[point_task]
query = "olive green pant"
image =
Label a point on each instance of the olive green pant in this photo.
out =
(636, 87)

********

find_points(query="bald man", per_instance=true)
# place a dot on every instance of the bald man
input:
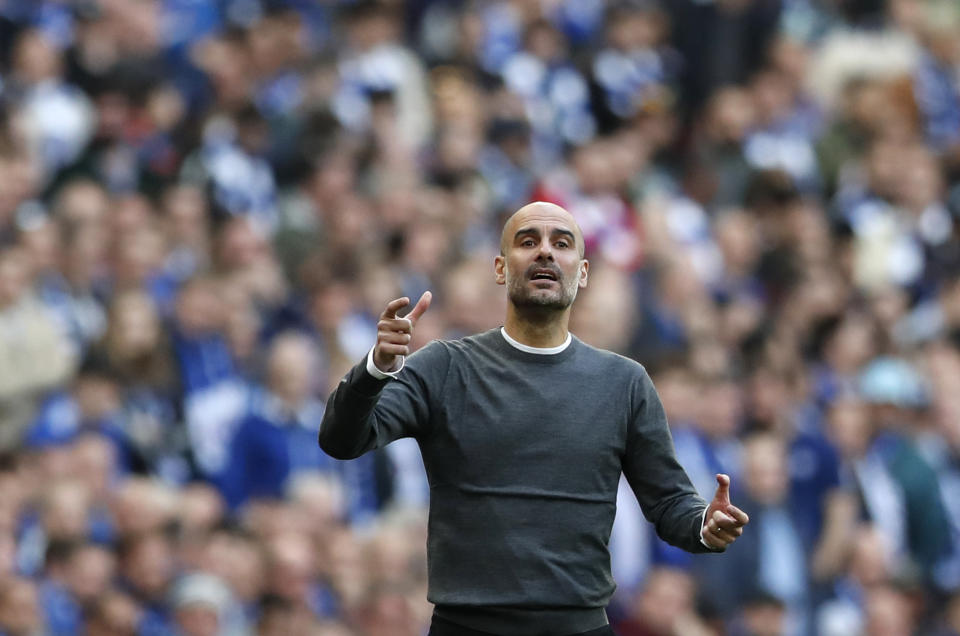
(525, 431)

********

→ **Exercise**: Work out how many lines in the entries contain "green" and give that number alone.

→ **Expected answer**: 2